● PASSAGE

==================================================

At 8:20 p.m. on July 8, a 24-year-old pregnant woman arrived at the hospital in active labor. Initial exam by the nurse showed the patient’s cervix was dilated to 5 cm, 100% effaced, and the baby was at the -1 station.

An ob-gyn was called, though this was not the ob-gyn who had provided the patient’s prenatal care. A CRNA placed the epidural. The patient’s membranes ruptured spontaneously. This was the patient’s second pregnancy. She was morbidly obese, and had gained 56 pounds during her pregnancy.

Physician action

The ob-gyn examined the patient at 9:48 p.m., 10:12 p.m., and 10:30 p.m. He returned to the delivery suite at 10:40 p.m. The last nurse’s note indicated the patient was at a +1 station and her cervix was dilated to 8 cm.

Once the patient’s cervix was fully dilated and she began pushing, the ob-gyn proceeded with a vacuum-assisted delivery. According to the delivery note, after the head delivered, it retracted back, alerting the ob-gyn to a shoulder dystocia. A 4th-degree midline episiotomy was performed after the McRoberts maneuver failed. The delivery team continued to employ McRoberts along with suprapubic pressure. Ultimately, the ob-gyn placed his hand into the pelvis and used a cork-screw motion to dislodge the right shoulder from a seemingly occiput transverse position. Delivery occurred at 11:15 p.m.

The baby boy weighed 10 pounds, 1 ounce and was resuscitated in the delivery room. His Apgar scores were 4, 7, and 8 at one, five, and ten minutes. There was no evidence of hypoxic injury. At birth, a possible right brachial plexus injury was noted based on decreased movement and tone in the right arm.

Over the next two years the child received intermittent treatment for his brachial palsy and underwent two surgeries to improve the use of his right arm.


A lawsuit was filed against the delivering ob-gyn. The allegations included:

  • failure to properly assess fetal weight during initial exam;
  • failure to use ultrasound to assess fetal weight in a large patient;
  • improper use of vacuum extractor; and
  • failure to order and perform a cesarean delivery.

Legal implications

The plaintiff’s expert stated that the defendant failed to properly explain to the mother the increased risks of shoulder dystocia and brachial plexus injury in a macrosomic baby. The option of cesarean delivery was not offered to her. He also asserted that the ob-gyn did not obtain informed consent for use of the vacuum extractor, failed to document this in the chart, and failed to review the prenatal records and assess the fetal weight when assuming the care of an unfamiliar patient.

The defense expert argued that the defendant managed the baby’s delivery and reacted appropriately when he encountered shoulder dystocia. Shoulder dystocia is an unpredictable intrapartum complication. The patient’s obesity and 56-pound weight gain during pregnancy were risk factors for shoulder dystocia, but they did not indicate shoulder dystocia would occur.

==================================================

● REQUIREMENT 1
From the case summary, reproduce the text from "A lawsuit was" up to and including "an unfamiliar patient.".
● REQUIREMENT 2
Render into Spanish this sentence from the case summary: "Shoulder dystocia is an unpredictable intrapartum complication."
● REQUIREMENT 3
For each statement, state whether it agrees with the case summary, and quote the words that decide it. (a) The ob-gyn who was called had provided the patient's prenatal care. (b) The baby weighed 10 pounds, 1 ounce. (c) The child underwent three surgeries on his right arm.

● DATASET
==================================================

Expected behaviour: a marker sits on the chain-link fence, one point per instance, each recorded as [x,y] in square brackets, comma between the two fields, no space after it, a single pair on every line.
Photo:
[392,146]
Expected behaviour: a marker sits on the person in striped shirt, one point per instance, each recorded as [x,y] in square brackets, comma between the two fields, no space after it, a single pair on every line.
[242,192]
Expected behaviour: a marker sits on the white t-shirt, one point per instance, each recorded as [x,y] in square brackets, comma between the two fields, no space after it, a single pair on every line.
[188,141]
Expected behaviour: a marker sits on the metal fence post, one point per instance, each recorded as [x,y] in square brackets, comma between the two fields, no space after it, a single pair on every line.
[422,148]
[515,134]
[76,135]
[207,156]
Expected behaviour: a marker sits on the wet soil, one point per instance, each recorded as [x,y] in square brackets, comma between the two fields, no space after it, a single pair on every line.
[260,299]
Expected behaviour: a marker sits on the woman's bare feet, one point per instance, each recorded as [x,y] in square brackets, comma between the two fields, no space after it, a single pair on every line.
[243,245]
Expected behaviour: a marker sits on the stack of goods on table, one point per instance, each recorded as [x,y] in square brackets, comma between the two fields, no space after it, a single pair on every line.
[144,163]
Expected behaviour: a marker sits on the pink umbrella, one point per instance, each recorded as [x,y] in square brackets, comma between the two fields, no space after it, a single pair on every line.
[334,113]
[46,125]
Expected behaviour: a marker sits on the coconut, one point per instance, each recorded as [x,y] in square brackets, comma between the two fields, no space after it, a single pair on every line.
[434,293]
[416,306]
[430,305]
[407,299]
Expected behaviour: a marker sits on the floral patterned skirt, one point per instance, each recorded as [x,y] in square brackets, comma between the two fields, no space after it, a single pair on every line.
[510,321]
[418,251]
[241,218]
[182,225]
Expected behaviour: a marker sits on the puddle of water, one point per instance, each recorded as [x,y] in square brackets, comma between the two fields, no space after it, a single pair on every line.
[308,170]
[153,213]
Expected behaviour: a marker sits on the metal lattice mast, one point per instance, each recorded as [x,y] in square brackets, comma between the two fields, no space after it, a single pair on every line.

==================================================

● OUTPUT 1
A lawsuit was filed against the delivering ob-gyn. The allegations included:

  • failure to properly assess fetal weight during initial exam;
  • failure to use ultrasound to assess fetal weight in a large patient;
  • improper use of vacuum extractor; and
  • failure to order and perform a cesarean delivery.

Legal implications

The plaintiff’s expert stated that the defendant failed to properly explain to the mother the increased risks of shoulder dystocia and brachial plexus injury in a macrosomic baby. The option of cesarean delivery was not offered to her. He also asserted that the ob-gyn did not obtain informed consent for use of the vacuum extractor, failed to document this in the chart, and failed to review the prenatal records and assess the fetal weight when assuming the care of an unfamiliar patient.

● OUTPUT 2
La distocia de hombros es una complicación intraparto impredecible.

● OUTPUT 3
(a) No: "though this was not the ob-gyn who had provided the patient’s prenatal care"
(b) Yes: "The baby boy weighed 10 pounds, 1 ounce"
(c) No: "underwent two surgeries to improve the use of his right arm"